Hello and welcome to the first edition of Adventure Race Hub’s newsletter. Today I have with me Cory Sytsma, the Race Director (RD) for Krank Adventure Races. In true adventure racing fashion, I choose the shortest route possible, and thus interviewed a RD that lives about 10 minutes from my house. In today’s interview, Cory and I discuss the origins of Krank Adventure Races, the benefits of its unique format, the long term sustainability of Krank’s races, and the potential for growth. Enjoy the read!
ARHub: Cory, Krank Adventure Races is such a unique format, I honestly don’t know of another race series in the US that follows the same system. You put on 4 races, all about 2-3 hours long, on WEEKDAYS! How on earth did you come up with this idea?
Cory: Well, first off, I didn’t think of this format, I stole it. There used to be a race series called B.E.A.S.T. that essentially did the same. When the RD for BEAST decided to stop the series, I took the concept from him and moved the race to the Seattle area . I had been competing and helping BEAST’s RD over the years, so I was familiar with the races. On top of that, I had been running snow shoe races up in the Cascades for a few years, so adding summer time adventure races just made sense, in a seasonal balancing act sort of way.
ARHub: That’s awesome. It’s always good to see volunteers decide to step up to the big leagues and help continue a race after the initial RDs bow out. So what’s the benefit of the weekday race format instead of your standard 4, 12, and 24 hour long races spread across a summer?
Cory: Well, a couple of reasons, both personal and professional
- I’ve got kids. As every parent knows, there usually isn’t much free time for personal passions.
- My weekends are precious. That’s when I get away from work and get to spend time with the family doing things we love. I know that’s true for everyone, and I try to respect that by offering an adventure racing experience that doesn’t interfere with that time.

● **CHALLENGES**:
a - Summarize the newsletter interview in two sentences.
b - Answer these questions from the newsletter interview, one answer per line:
(i) About how far from the interviewer's house does the race director live?
(ii) What kind of races had Cory been running in the Cascades?
(iii) Which standard race lengths does the interviewer compare with the weekday format?
c - Retype everything in the newsletter interview from "ARHub: That’s awesome." down to "for personal passions.".

● **DATASET EXCERPT**:

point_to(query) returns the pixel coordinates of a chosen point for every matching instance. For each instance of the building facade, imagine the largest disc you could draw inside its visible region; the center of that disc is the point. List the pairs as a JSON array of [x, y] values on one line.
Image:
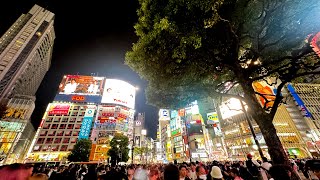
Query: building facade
[[25, 57], [16, 131], [85, 107], [25, 53]]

● **RESPONSES TO THE TASKS**:
a - Adventure Race Hub's first newsletter interviews Cory Sytsma, race director for Krank Adventure Races, who took the format of four 2-3 hour weekday races from a discontinued series called B.E.A.S.T. and moved it to the Seattle area. He prefers the weekday format because he has kids and wants to keep weekends for family, and he tries to respect that same time for others.

b -
(i) About 10 minutes.
(ii) Snow shoe races.
(iii) 4, 12, and 24 hour races.

c -
ARHub: That’s awesome. It’s always good to see volunteers decide to step up to the big leagues and help continue a race after the initial RDs bow out. So what’s the benefit of the weekday race format instead of your standard 4, 12, and 24 hour long races spread across a summer?
Cory: Well, a couple of reasons, both personal and professional
- I’ve got kids. As every parent knows, there usually isn’t much free time for personal passions.